● Texte de lecture
Lorsque j’ai appris que le cycle dans lequel s’intègrent les concerts qui me sont consacrés s’intitulait « Du Diable boiteux à l’Enchanteur », je dois dire que j’ai immédiatement pensé au Diable boiteux, ce roman d’Alain-René Lesage que l’on ne lit plus guère. Si je voulais à tout prix trouver une parenté entre cet intitulé et l’esprit de celles de mes pièces qui seront jouées à cette occasion, je dirais que l’on peut entendre ce diable boiteux de façon métaphorique. En effet, il y a souvent dans mes œuvres -et en particulier dans Vertigo- des successions de mesures irrégulières qui suggèrent une claudication, car si l’on ne veut pas que les répétitions soient identiques, il faut les tronquer, et qui dit troncature dit souvent boiterie, claudication. Le diable est aussi là par la présence assez fréquente de l’intervalle de triton, fait de trois tons entiers : un intervalle qui dissone et que l’on appelle pour cette raison "l’intervalle du diable". Quant à l’enchantement, il me semble que tout compositeur digne de ce nom se doit d’enchanter son public, de le "ravir" au sens fort : que l’auditeur au sortir du concert soit comme possédé par la musique qu’il vient d’entendre.

[Entrées enregistrées]
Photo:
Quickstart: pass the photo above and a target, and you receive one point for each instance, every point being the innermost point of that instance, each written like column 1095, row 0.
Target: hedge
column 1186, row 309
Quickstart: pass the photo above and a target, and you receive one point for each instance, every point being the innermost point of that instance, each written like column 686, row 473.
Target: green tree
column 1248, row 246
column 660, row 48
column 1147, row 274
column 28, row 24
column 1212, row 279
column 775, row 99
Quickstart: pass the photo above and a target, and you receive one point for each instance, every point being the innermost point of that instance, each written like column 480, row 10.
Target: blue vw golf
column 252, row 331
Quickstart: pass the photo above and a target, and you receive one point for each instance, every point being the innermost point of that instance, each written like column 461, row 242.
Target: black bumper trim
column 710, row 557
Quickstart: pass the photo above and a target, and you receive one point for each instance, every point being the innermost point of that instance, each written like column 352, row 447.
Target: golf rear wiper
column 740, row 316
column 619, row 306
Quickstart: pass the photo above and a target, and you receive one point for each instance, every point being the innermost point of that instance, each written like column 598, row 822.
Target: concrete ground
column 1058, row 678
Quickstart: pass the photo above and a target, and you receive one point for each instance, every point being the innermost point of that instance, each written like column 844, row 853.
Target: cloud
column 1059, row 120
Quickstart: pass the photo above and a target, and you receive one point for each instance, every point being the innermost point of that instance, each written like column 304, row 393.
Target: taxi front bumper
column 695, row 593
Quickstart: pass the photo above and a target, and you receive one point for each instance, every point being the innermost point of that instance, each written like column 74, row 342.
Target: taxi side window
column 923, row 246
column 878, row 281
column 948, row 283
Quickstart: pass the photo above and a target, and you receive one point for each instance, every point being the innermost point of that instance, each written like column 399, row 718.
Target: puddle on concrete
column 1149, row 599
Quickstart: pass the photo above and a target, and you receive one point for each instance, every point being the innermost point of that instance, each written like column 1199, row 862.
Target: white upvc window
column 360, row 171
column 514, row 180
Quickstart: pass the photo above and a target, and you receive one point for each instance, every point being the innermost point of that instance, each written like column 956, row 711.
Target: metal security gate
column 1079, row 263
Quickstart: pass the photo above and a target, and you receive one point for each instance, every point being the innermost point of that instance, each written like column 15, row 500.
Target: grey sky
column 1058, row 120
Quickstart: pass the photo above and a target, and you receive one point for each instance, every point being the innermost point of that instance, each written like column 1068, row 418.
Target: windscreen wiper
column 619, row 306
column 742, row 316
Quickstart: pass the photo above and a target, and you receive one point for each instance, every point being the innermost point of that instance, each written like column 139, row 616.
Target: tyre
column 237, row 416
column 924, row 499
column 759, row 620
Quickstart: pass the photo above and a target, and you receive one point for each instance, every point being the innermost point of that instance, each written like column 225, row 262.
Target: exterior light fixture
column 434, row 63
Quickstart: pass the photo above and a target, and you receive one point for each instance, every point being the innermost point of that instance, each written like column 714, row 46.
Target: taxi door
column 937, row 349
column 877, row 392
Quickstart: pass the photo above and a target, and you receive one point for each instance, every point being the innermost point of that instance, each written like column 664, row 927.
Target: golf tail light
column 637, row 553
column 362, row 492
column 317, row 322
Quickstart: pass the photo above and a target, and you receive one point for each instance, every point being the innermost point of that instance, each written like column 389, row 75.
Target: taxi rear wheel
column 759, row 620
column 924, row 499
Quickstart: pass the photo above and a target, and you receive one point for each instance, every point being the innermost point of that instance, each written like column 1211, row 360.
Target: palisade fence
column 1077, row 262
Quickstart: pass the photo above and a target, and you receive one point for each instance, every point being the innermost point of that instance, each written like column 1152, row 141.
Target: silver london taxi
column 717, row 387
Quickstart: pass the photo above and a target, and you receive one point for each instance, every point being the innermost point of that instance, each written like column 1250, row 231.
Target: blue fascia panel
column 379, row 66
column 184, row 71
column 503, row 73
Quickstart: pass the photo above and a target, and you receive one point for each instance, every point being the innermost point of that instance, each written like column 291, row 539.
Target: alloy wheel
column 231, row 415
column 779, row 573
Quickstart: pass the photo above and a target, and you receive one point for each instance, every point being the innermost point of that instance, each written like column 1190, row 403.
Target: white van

● Problème à résoudre
Reproduisez en entier le texte de lecture, sans y changer un seul mot.

● Solution rédigée
Lorsque j’ai appris que le cycle dans lequel s’intègrent les concerts qui me sont consacrés s’intitulait « Du Diable boiteux à l’Enchanteur », je dois dire que j’ai immédiatement pensé au Diable boiteux, ce roman d’Alain-René Lesage que l’on ne lit plus guère. Si je voulais à tout prix trouver une parenté entre cet intitulé et l’esprit de celles de mes pièces qui seront jouées à cette occasion, je dirais que l’on peut entendre ce diable boiteux de façon métaphorique. En effet, il y a souvent dans mes œuvres -et en particulier dans Vertigo- des successions de mesures irrégulières qui suggèrent une claudication, car si l’on ne veut pas que les répétitions soient identiques, il faut les tronquer, et qui dit troncature dit souvent boiterie, claudication. Le diable est aussi là par la présence assez fréquente de l’intervalle de triton, fait de trois tons entiers : un intervalle qui dissone et que l’on appelle pour cette raison "l’intervalle du diable". Quant à l’enchantement, il me semble que tout compositeur digne de ce nom se doit d’enchanter son public, de le "ravir" au sens fort : que l’auditeur au sortir du concert soit comme possédé par la musique qu’il vient d’entendre.